» Work instructions:
The answer must be an exact restatement of all the data.

——————————

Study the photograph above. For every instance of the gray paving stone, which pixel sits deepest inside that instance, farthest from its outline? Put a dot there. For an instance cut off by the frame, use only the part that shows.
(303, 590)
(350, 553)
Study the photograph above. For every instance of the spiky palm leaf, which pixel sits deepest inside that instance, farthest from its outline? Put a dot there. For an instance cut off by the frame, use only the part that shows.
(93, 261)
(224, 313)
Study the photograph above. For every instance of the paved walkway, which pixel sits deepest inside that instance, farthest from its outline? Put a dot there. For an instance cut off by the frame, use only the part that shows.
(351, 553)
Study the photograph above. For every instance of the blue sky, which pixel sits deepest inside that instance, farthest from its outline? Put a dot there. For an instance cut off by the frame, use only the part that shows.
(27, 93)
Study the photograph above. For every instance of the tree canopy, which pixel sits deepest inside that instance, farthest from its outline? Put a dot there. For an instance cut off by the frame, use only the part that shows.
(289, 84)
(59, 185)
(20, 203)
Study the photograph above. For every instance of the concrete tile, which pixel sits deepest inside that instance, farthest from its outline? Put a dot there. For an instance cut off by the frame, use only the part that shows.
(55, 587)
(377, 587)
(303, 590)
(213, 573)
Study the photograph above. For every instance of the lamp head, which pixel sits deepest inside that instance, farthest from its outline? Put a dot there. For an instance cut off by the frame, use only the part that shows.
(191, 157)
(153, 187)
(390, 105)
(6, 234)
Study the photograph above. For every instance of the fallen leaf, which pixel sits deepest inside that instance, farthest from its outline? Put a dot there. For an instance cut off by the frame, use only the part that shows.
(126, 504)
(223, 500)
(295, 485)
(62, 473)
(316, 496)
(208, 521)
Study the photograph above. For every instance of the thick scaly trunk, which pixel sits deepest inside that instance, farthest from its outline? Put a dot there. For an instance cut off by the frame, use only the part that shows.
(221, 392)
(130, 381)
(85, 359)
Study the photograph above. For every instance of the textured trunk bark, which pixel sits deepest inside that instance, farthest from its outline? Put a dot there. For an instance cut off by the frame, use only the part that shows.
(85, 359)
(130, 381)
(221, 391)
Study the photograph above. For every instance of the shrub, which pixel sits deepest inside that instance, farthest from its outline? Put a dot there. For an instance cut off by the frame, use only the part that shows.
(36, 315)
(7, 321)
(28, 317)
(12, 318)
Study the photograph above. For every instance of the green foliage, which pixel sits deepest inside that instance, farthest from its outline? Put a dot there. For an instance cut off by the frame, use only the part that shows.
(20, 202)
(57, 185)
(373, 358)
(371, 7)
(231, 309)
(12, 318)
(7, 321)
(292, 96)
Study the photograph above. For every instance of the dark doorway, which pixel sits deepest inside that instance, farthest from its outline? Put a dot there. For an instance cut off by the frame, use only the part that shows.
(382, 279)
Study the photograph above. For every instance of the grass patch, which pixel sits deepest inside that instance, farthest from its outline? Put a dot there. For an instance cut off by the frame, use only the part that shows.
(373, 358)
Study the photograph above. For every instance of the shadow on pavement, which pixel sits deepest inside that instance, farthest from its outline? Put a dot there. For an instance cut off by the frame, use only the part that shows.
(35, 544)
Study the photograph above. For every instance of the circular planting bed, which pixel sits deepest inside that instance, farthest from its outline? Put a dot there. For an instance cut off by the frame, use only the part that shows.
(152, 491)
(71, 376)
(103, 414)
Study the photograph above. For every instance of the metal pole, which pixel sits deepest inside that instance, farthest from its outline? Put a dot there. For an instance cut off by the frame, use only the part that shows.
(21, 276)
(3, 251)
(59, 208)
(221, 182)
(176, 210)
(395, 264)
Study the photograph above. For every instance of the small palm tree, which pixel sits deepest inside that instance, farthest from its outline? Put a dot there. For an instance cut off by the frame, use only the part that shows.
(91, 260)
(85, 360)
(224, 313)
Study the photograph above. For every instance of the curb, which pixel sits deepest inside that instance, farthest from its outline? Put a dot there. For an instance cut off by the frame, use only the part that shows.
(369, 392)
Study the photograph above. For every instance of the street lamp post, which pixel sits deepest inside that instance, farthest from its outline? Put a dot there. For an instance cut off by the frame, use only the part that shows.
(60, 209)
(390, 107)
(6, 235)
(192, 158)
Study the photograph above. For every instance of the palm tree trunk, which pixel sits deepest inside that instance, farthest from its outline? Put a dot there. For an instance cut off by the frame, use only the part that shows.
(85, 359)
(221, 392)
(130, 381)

——————————

» Problem solution:
Study the photograph above. For every instance of the gray paving stone, which pixel sits deepest inside that instance, farthest from its outline? Put a dot there. For an instance cut off by the frame, use only the part that shows.
(303, 590)
(350, 553)
Study the photograph above. For every instance of the spiky palm leaf, which pixel sits deepest inside that instance, farthest from its outline? Put a dot there. For an instance cut off by the frame, use only the part that shows.
(93, 261)
(224, 313)
Study the photograph above. For every instance of the paved walkway, which pixel sits deepest inside that instance, farthest from its outline? Put a dot there. For an instance cut off by the frame, use only the part that shows.
(351, 553)
Study the photograph above. For every instance of the blue sky, which pixel sits deepest inside that instance, farthest from its outline? Put a dot there. For an instance cut off by the frame, use only the part that shows.
(27, 93)
Study the photograph above. For every instance of the tree canopy, which pixel sits deepest inside that instance, farthest from its outline? Put a dot there. For an instance cut off by the frame, use only the part that shows.
(289, 84)
(59, 185)
(20, 203)
Study the photograph above. For every instance of the concrete tile, which pixel sits deepest inside that instance, farthest from its outline? Put a dot there. For an instance cut off by the frame, use only the part that shows.
(55, 587)
(377, 587)
(303, 590)
(213, 573)
Study the photograph above. For every instance of the lamp head, which pixel sits deepest inside that instance, farthest from its outline? Put a dot there. For an instance cut off by the frame, use only the part that shows.
(191, 157)
(153, 187)
(390, 105)
(6, 234)
Study the photograph above. For every instance of the fallen leaf, which pixel sits deepest inside that instance, farthest from its outline? Put a dot there. For an instance cut off by the frame, use only the part that shows.
(126, 504)
(223, 500)
(295, 485)
(62, 473)
(316, 496)
(208, 521)
Study the photograph above. For every instance of the thick scaly trunk, which pixel sits deepest inside that instance, farthest from its outline? Put a dot there. For an instance cut off by the frame, use only the part that shows.
(221, 392)
(130, 381)
(85, 359)
Study the photograph above. For every instance of the textured trunk bark, which pixel sits deepest inside that instance, farthest from its outline? Put a dot there. For an instance cut off by the frame, use only the part that shows.
(85, 359)
(130, 381)
(221, 391)
Study the photograph above. For every instance of the shrub, which pixel sits deepest inside that instance, farthest from its outline? Put a dot there. For an instance cut off by the frame, use only the part that shows.
(36, 315)
(7, 321)
(28, 317)
(12, 318)
Study the photograph above. For every instance of the green foliage, which pixel sits deepest inside that instance, farthest from its outline? Put a dot there. For an instance cut off by the frame, use only the part that shows.
(20, 202)
(57, 185)
(373, 358)
(371, 7)
(231, 309)
(12, 318)
(7, 321)
(292, 96)
Study the photograph above. For every instance of the dark doorway, which pixel sits deepest inside that instance, farthest from its outline? Put a dot there. For an instance cut off by the frame, use only the part that shows.
(382, 279)
Study the photograph above. For every instance of the grass patch, which pixel sits deepest inside that instance, farthest from its outline? Put a dot there. For an instance cut off by the frame, use only the part that shows.
(373, 358)
Study the photograph above. For every instance of the shadow on pavement, which pixel sits deepest inside that instance, farthest from its outline? Put a dot there. For an instance cut off by the frame, use only the part that shows.
(35, 544)
Study the photograph above. For every instance of the circular planting bed, which pixel sits deepest inside that instance, farthest from its outline? Put a dot there. For an instance cut off by the frame, use only the part that shows.
(152, 491)
(71, 376)
(103, 414)
Study the photograph above. For every instance of the metal pole, which pixel sits deepest inside that instance, farthest from its outline? Put a dot there. For an instance cut off by the frame, use only the part that shows.
(21, 276)
(3, 251)
(59, 208)
(221, 182)
(176, 210)
(395, 264)
Study the photograph above. For every instance of the small palm tree, which pixel sits deepest inside that instance, farthest from its outline? Put a dot there. For an instance cut off by the frame, use only the part that shows.
(91, 260)
(85, 360)
(224, 313)
Study the photograph above. For every instance of the curb, which pixel sits deepest inside that instance, farthest from its outline? Put a dot there. For an instance cut off by the frame, use only the part that shows.
(369, 392)
Study the photograph above. For every instance of the street lamp post, which pixel sits deepest inside that instance, farthest from its outline? Put a dot there. For an instance cut off by the frame, use only the part that shows.
(60, 209)
(390, 107)
(6, 235)
(192, 158)
Study the photograph above. For every instance of the palm tree trunk, which pixel sits deepest inside that instance, farthest from its outline? Put a dot there. For an instance cut off by the frame, use only the part that shows.
(85, 359)
(221, 392)
(130, 381)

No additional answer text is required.